§ **TEXT PASSAGE**:
--- Begin ---

EDITORIAL: The NSA Under a Microscope
12/23/2013, 3 p.m.
Whether you consider Edward Snowden a hero or a traitor, his revelations about the inner workings of the National Security Agency (NSA) has turned the super-secretive agency on its head.
Snowden, a former NSA contractor, walked away from the agency with what NSA brass now admits is at least 1.7 million files. Over the past several months, the world has learned more about the National Security Agency that it wanted them to know.
It spied on foreign leaders, aid agencies, allies and dissenters in this country and the NSA is deeply involved in the targeted U.S. killings in countries including Yemen, Somalia, Pakistan and Afghanistan. The spying on them angered leaders like Dilma Rousseff of Brazil and damaged relations.
The NSA has been using Verizon and other telephone companies to siphon off customers’ calls.
Like a vacuum cleaner, the NSA has been sucking up Americans’ telephone, email, text and other communications data – called “metadata” and placed all of that in a massive database of citizens’ calls. The random collection of this information is ostensibly to track, monitor and catch terrorists. The NSA has been doing so even though most of us in this country aren’t terrorists, will never be, and pose no threat to the United States.
Yet the NSA sees fit to intrude into every aspect of our lives.
Of course, politicians have a tendency to feel that they know what’s best for us, tell the public what’s good for them and what they need. Not surprisingly, President Obama, national security officials and others in government, have been on a charm offensive since the Snowden leaks began, trying to soothe us, telling us that this massive invasion of privacy by the NSA is necessary to keep us safe. At the same time, they’ve insisted that everything they were doing was constitutional.

--- End ---

Object position labeling entries:

--- Begin ---

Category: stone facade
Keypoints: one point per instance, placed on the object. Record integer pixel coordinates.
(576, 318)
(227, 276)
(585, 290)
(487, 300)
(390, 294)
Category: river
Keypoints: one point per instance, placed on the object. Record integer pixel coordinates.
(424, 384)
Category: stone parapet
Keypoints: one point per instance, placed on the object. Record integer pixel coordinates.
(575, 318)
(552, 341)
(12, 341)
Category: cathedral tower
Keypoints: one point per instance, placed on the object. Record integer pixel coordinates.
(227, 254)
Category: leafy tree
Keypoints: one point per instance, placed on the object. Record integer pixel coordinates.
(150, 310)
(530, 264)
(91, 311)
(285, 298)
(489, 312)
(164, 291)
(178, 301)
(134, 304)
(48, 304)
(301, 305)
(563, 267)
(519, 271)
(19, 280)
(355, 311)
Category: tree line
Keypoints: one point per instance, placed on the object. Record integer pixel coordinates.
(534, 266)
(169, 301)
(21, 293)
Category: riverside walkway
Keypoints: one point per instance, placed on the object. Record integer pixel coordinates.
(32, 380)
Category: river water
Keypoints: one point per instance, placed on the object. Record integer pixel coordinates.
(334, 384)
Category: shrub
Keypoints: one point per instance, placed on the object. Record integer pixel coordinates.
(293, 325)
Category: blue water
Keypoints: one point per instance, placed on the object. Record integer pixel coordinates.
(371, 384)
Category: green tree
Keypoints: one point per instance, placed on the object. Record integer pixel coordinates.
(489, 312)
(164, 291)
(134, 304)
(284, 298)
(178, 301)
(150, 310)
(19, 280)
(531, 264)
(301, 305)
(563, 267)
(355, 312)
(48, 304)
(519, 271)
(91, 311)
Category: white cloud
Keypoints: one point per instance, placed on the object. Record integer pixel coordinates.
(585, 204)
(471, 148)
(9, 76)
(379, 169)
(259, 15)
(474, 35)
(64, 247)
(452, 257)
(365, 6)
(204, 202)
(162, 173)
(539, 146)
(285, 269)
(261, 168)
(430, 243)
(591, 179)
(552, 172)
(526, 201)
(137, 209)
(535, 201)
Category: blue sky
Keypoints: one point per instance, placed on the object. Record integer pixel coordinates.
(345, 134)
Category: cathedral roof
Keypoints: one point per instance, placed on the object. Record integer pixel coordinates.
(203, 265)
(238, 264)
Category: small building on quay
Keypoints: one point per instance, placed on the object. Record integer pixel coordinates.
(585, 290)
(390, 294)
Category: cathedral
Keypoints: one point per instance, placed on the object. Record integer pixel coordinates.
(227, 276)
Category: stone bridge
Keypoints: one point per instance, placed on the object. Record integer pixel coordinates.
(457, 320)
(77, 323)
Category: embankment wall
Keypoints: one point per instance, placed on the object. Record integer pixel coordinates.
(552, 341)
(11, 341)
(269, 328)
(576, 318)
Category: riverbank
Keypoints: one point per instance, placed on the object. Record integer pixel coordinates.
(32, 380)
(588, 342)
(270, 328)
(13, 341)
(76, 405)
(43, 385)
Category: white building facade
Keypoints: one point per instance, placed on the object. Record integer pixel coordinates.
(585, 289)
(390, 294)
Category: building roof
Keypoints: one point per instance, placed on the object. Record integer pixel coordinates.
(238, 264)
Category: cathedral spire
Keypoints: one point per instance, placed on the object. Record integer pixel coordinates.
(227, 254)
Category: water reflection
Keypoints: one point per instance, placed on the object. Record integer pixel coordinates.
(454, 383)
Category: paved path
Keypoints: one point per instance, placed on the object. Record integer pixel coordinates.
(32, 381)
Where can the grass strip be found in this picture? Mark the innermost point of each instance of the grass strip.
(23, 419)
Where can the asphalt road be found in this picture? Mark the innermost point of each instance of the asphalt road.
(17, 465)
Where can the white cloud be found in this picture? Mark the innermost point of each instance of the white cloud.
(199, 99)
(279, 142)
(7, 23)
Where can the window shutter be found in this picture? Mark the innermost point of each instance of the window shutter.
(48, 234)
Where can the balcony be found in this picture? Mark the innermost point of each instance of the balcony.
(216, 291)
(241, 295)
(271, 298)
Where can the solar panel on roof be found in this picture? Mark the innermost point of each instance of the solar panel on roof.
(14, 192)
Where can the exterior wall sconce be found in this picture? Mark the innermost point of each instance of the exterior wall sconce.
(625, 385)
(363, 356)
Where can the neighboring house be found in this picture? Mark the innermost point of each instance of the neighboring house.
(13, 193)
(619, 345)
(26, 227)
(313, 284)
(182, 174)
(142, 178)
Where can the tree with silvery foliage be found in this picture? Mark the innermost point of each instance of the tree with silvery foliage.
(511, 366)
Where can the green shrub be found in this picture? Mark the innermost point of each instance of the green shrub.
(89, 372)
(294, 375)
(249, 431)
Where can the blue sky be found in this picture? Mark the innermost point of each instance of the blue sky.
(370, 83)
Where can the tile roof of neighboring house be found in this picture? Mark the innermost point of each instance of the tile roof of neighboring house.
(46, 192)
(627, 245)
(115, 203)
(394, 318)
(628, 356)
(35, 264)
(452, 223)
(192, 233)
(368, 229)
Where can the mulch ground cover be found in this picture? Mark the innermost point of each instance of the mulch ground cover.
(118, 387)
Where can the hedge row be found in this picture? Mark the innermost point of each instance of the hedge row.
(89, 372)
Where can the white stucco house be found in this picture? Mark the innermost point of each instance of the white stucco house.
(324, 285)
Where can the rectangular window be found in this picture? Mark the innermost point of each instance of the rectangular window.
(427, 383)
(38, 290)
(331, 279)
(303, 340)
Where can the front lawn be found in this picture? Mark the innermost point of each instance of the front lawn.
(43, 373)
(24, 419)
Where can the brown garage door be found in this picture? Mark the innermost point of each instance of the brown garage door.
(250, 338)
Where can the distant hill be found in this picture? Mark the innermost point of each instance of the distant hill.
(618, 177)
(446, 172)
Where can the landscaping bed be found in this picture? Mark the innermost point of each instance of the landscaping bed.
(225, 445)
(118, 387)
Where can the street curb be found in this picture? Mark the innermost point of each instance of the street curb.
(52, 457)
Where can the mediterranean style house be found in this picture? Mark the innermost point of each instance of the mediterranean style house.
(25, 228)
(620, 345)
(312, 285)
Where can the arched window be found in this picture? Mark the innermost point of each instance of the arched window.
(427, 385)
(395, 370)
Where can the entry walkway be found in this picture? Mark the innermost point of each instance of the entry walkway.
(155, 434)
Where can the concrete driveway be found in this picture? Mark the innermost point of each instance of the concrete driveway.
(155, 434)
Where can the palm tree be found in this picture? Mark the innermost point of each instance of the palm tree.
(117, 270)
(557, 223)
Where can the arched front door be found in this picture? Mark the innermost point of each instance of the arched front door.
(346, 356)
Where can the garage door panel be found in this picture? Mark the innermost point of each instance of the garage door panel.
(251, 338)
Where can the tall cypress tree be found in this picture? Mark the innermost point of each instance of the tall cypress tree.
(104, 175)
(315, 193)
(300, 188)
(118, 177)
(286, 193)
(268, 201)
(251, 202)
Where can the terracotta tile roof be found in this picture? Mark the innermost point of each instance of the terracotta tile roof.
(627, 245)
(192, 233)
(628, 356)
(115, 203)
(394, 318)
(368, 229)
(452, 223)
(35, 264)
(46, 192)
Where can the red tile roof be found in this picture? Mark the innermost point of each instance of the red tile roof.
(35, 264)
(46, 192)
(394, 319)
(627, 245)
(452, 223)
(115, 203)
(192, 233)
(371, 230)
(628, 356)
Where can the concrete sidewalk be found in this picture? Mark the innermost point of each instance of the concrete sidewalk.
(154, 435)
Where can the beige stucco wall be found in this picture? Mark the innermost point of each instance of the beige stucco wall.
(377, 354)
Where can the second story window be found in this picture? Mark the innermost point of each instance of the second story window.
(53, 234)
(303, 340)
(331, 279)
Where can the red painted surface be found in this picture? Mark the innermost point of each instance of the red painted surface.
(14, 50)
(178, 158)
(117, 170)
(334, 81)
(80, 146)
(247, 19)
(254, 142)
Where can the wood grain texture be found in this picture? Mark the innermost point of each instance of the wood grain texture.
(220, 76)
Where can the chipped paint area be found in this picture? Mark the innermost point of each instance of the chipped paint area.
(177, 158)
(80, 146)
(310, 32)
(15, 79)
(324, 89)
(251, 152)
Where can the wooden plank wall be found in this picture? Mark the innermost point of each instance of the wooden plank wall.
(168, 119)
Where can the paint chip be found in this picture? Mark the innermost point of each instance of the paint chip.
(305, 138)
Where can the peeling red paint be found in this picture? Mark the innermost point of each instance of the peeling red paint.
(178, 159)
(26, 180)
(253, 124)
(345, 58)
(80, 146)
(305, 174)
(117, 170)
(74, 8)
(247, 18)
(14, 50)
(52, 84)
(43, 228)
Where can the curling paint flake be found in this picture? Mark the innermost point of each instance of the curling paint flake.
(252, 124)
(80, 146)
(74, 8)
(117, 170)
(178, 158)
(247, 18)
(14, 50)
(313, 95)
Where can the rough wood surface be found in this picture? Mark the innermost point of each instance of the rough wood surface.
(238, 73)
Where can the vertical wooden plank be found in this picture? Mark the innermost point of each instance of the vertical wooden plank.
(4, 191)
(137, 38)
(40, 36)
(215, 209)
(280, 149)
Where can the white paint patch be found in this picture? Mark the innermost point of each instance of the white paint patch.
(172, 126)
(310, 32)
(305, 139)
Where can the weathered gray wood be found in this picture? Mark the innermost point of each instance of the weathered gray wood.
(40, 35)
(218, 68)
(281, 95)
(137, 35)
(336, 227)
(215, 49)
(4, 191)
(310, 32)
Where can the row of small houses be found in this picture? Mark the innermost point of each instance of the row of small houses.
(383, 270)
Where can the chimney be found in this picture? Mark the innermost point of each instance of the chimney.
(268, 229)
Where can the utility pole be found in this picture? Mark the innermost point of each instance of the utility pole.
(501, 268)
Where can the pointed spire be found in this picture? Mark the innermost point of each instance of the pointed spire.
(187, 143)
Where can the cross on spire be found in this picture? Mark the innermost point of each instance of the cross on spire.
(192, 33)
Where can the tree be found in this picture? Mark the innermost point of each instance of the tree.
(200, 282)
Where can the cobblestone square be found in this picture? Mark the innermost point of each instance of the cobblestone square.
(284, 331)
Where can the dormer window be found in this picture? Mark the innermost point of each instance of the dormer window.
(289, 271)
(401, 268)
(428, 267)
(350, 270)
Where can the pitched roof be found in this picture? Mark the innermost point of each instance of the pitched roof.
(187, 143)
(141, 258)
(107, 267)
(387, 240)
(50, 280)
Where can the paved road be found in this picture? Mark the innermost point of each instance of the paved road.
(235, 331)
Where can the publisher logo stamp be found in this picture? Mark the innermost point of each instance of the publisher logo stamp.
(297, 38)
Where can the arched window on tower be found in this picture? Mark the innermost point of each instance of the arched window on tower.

--- End ---

§ **THE TASK**:
Transcribe the passage of the NSA editorial that begins at the words "Snowden, a former" and stops after the words "them to know.". The items were drawn from a different source than the editorial.

§ **ANSWER BELOW**:
Snowden, a former NSA contractor, walked away from the agency with what NSA brass now admits is at least 1.7 million files. Over the past several months, the world has learned more about the National Security Agency that it wanted them to know.